▸ **Trecho selecionado**

------------------------------

Com efeito, a incidência do ICMS pressupõe a prestação de serviços de comunicação, o que não ocorre em relação aos SVA.

Os SVA são utilidades vinculadas à rede de telefonia SMP, que tem com objetivo permitir o acesso a informações multimídia, jogos e aplicativos, para melhor uso da rede móvel, mas que não se confundem com os serviços de comunicação, pois não permitem a troca de mensagens simultâneas entre ausentes.

Os downloads de sons, dados, imagens ou textos disponibilizados (músicas, vídeos, jogos, toques de telefone, imagens) — também não se confundem com a prestação de serviço de comunicação. O download consiste no acesso, transporte e armazenamento de informações multimídia, mediante a cobrança de um valor fixo por arquivo adquirido ou por período.

Destarte, nos termos do artigo 155, II, da Constituição Federal e da Lei Complementar 87/96, as prestações dos SVA acima tratados — excetuados o chat e o serviço de MSN — não se consubstanciam em hipóteses de incidência do ICMS-comunicação. Em vista disso, cabível a segregação desses serviços na fatura dos serviços, com destaque do ICMS unicamente nos casos de serviços de comunicação.

Quanto ao ISS, a Constituição reclama a edição de normas gerais, nos termos do artigo 146, I e II, ‘a’, da Costituição Federal, mediante Lei Complementar, para definir o “fato gerador” e evitar conflitos de competência entre estados e municípios. Com esse propósito, foram editadas as leis complementares 87/96 e 116/2003, de superior hierarquia em relação às leis municipais, elas fixam os critérios para delimitar a esfera de competência tributária dos estados e os municípios.

A taxatividade da lista do ISS, deveras, é uma garantia constitucional dos contribuintes contra o arbítrio e a insegurança jurídica. Não se pode admitir, com isso, seu dilargamento por lei ordinária e, tanto menos, por ato administrativo objeto de interpretações supostamente “extensivas”.

Cabe-nos, então, verificar se os SVA estariam incluídos no rol de serviços tributáveis pelos municípios.

------------------------------

▸ **Exercício proposto A**
Encontre e copie cada linha dos registros que contenha a palavra "blue", respeitando a diferença entre maiúsculas e minúsculas.
O trecho e os registros não têm nenhuma relação entre si.

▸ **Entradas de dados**
------------------------------

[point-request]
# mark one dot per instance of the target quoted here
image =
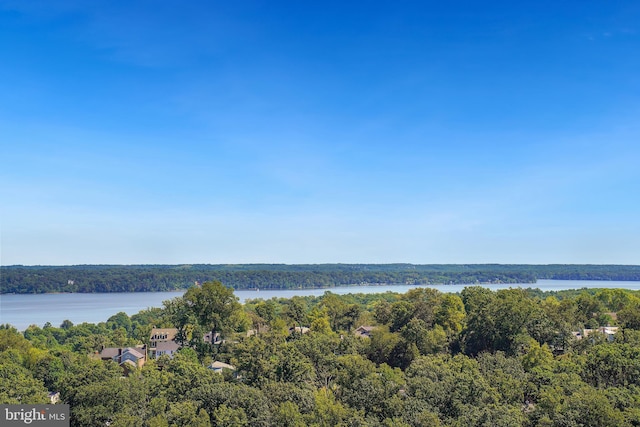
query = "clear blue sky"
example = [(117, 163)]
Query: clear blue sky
[(311, 132)]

------------------------------

▸ **Exercício proposto B**
No trecho sobre a tributação dos SVA, traduza para o inglês esta frase: "Cabe-nos, então, verificar se os SVA estariam incluídos no rol de serviços tributáveis pelos municípios."

▸ **Resposta do exercício A**
query = "clear blue sky"
Query: clear blue sky

▸ **Resposta do exercício B**
It is therefore up to us to verify whether the SVA would be included in the list of services taxable by the municipalities.